--- Provided passage Enclosed Below ---

Effective hygiene enhances the old adage “an ounce of prevention is worth a pound of cure.” Visiting a hygienist at a biological dental office could open your eyes to a new and unique experience. Hygiene is not only about having someone clean your teeth.
First and foremost, effective hygiene is about your own education and prevention. It’s about motivation and participating in a dental health program designed to protect and stimulate the tooth and body connection.
Few people think about their teeth as “the only visible part of their skeleton.” That’s a powerful concept. You’re actually looking at your own skeleton when you look at your teeth. Your teeth and gums not only give clues to their own condition but also to your health in general. That’s why it’s important to do more than simply a thorough cleaning.
An “effective” hygiene exam should include checking your saliva pH, an oral cancer screening, a tongue diagnosis, advice on nutritional support if desired, and offer a complete periodontal charting of your teeth and gums at least once every three years.
Providing this type of dental service usually requires about an hour to complete. However, you’ll find it’s time well spent. Collecting this information provides a greater insight into your health. Of course, it allows a more thorough evaluation by the hygienist and the dentist. However, it also creates an understanding of your needs in order to maintain or improve your state of health.

--- End of Enclosed Provided passage ---
--- Recorded data Enclosed Below ---

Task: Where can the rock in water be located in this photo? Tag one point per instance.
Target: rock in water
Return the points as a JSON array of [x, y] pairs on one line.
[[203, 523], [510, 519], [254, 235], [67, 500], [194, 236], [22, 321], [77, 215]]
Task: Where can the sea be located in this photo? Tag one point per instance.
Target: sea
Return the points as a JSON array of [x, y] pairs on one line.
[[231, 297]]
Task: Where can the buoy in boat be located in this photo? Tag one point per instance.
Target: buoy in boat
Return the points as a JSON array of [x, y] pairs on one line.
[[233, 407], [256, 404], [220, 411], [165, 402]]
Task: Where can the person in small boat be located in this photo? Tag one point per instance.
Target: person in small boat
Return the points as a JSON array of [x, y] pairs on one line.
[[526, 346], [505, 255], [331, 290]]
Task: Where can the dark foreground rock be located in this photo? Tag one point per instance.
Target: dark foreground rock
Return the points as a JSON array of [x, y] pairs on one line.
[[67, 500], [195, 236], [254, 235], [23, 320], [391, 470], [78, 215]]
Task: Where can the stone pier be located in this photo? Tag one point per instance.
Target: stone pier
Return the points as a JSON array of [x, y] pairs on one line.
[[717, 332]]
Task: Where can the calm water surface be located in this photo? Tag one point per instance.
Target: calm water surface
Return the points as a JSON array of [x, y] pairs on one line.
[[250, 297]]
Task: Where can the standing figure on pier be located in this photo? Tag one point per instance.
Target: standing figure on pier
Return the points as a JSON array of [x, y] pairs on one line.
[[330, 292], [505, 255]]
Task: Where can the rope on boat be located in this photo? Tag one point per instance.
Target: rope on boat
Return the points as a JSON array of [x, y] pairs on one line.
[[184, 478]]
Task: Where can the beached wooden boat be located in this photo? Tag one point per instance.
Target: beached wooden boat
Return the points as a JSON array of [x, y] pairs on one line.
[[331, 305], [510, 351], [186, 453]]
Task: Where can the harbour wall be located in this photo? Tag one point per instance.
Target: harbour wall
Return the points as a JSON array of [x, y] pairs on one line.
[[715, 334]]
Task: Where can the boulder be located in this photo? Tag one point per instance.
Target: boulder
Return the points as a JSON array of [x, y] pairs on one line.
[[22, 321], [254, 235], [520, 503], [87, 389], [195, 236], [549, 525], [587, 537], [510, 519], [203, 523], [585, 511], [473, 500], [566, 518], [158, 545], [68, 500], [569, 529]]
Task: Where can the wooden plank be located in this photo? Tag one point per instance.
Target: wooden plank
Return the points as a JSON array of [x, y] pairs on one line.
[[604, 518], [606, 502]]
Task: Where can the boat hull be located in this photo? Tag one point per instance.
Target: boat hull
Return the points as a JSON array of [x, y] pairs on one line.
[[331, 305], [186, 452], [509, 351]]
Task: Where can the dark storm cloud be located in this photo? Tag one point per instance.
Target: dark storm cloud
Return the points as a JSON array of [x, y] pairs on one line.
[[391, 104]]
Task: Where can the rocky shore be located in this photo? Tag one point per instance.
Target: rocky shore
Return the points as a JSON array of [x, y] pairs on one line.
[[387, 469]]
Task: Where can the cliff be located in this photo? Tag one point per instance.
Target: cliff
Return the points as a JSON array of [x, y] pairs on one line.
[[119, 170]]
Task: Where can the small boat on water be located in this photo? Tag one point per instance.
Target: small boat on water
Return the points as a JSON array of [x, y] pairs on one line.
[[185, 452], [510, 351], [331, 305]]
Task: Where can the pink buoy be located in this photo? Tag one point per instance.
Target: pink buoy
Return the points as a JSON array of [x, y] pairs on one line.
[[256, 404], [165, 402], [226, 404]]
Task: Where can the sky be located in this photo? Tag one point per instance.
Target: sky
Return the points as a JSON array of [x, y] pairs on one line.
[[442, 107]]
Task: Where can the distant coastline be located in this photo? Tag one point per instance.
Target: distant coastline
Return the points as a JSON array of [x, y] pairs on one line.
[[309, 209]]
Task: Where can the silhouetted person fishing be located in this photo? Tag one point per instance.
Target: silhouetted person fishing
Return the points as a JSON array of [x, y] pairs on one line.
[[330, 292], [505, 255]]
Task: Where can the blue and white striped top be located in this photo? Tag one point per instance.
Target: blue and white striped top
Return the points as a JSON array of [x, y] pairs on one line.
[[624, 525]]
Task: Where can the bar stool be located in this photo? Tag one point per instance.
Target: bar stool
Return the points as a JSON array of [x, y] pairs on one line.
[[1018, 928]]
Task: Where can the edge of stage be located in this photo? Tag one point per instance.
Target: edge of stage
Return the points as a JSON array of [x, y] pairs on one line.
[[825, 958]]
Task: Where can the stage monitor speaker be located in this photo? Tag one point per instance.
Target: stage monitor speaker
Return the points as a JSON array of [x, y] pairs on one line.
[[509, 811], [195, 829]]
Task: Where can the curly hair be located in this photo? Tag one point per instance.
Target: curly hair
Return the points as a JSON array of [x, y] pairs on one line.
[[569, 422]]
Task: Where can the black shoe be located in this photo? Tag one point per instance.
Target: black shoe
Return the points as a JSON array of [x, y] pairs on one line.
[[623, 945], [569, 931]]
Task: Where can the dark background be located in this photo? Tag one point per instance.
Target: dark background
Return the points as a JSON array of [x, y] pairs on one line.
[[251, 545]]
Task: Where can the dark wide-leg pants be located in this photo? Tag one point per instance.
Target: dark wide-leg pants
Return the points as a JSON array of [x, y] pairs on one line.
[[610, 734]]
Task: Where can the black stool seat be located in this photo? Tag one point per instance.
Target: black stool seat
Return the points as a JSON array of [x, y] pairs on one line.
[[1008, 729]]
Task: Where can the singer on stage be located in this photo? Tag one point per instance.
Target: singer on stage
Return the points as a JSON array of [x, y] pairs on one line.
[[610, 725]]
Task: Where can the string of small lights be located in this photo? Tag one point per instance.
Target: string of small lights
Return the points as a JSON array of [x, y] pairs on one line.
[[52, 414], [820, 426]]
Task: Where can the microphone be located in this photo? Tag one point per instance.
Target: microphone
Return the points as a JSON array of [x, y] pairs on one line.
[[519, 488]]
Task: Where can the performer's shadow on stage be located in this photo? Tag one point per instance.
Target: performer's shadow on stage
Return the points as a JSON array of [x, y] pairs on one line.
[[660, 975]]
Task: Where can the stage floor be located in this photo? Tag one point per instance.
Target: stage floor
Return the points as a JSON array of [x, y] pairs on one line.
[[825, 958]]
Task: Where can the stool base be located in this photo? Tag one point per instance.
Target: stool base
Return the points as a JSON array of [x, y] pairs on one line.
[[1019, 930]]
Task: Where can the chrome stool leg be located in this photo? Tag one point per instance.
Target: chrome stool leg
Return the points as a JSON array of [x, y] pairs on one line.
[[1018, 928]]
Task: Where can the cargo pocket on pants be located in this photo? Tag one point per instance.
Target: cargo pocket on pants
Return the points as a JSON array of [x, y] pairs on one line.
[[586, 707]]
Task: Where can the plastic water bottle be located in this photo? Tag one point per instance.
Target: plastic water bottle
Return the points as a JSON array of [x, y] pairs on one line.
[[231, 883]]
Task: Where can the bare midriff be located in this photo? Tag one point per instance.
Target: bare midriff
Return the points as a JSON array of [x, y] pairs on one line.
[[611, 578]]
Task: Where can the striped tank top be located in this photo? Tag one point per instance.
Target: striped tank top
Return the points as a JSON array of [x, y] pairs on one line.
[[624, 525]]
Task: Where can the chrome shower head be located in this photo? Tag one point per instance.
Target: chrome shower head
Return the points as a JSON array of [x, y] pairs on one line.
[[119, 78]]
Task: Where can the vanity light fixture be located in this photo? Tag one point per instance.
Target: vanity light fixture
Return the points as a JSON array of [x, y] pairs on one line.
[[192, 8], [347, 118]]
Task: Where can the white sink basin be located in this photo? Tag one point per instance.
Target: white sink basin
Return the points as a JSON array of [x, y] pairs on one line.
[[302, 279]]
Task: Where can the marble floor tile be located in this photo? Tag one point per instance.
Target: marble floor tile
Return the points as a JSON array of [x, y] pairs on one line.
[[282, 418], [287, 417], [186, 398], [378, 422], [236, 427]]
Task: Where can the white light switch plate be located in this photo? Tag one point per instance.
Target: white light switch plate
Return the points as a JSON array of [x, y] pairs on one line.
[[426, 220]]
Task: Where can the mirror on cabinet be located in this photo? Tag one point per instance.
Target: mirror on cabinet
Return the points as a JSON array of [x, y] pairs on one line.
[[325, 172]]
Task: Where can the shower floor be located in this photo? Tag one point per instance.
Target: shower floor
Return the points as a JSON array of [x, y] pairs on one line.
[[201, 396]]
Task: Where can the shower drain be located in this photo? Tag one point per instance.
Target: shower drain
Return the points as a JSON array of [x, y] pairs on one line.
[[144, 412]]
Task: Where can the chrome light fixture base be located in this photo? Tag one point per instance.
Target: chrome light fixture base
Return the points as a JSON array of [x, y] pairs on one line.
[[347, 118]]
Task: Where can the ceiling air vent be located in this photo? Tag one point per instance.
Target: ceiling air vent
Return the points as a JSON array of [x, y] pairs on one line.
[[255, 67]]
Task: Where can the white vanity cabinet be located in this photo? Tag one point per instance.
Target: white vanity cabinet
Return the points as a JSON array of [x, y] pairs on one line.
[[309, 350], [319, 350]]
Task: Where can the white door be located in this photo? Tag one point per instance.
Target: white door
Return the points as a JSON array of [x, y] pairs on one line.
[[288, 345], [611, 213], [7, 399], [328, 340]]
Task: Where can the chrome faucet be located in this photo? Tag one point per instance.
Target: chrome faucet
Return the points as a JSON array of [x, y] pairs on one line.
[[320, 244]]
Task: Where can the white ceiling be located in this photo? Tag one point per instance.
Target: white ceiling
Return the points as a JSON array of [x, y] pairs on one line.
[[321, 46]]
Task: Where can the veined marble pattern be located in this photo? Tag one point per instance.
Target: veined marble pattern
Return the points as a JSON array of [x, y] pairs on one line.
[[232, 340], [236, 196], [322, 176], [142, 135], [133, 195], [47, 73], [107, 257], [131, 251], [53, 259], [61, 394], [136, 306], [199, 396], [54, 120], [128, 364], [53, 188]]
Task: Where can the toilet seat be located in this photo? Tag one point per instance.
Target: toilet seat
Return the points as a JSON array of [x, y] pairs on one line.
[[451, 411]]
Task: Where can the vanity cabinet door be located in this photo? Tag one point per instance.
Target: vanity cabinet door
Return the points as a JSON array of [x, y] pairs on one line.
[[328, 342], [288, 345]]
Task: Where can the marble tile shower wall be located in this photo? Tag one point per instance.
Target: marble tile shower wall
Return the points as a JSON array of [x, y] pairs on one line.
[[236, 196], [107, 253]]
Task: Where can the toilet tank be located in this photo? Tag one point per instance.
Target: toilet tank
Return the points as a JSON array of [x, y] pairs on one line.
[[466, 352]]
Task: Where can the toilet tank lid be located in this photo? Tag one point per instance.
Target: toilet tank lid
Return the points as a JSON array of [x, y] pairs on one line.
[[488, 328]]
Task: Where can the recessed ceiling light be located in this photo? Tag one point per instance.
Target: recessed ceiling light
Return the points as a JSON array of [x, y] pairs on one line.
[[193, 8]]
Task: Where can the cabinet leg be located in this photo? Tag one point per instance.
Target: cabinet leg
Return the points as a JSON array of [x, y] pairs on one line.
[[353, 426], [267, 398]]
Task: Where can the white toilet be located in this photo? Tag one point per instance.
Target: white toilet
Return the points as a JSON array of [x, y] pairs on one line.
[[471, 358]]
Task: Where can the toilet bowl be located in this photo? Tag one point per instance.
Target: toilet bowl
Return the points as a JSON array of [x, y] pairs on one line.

--- End of Enclosed Recorded data ---

* **About this task**
Keep writing the piece on effective dental hygiene, picking up right after its last sentence. The items have nothing to do with what comes next.

* **Result for this exercise**
In July of 1998, the American Academy of Periodontology published a report that stated: “Infections in the mouth can play havoc elsewhere in the body.” Microbial infections, including those caused by bacteria, viruses, fungi, and even parasites have demonstrated an association between periodontal diseases and the following systemic complications: cardiovascular disease and stroke, diabetes, respiratory diseases, osteoporosis, and pre-term low birth weight babies. Additionally, periodontal disease has been linked to chronic fatigue, and increased risk for contracting other disease – typically colds and the flu – and overall malaise.
So are regular dental cleanings necessary? Absolutely. Did you know that two in four people have periodontal disease of one sort or another? Your hygienist monitors your progress on a regular basis. Isn’t it comforting to know that someone else can help you keep an eye on your health?
Dental problems are not only a disease of the mouth but also a disease of the body. Any time part of your body becomes diseased, it stresses your entire immune system. The stress can be most harmful when the disease is a chronic one which is the form of dental disease from which most patients suffer.
A hygienist, educated in biological dentistry, may probably play the single most important role in your total preventive program. What used to be a “regular cleaning” just became a much more valuable experience for your health.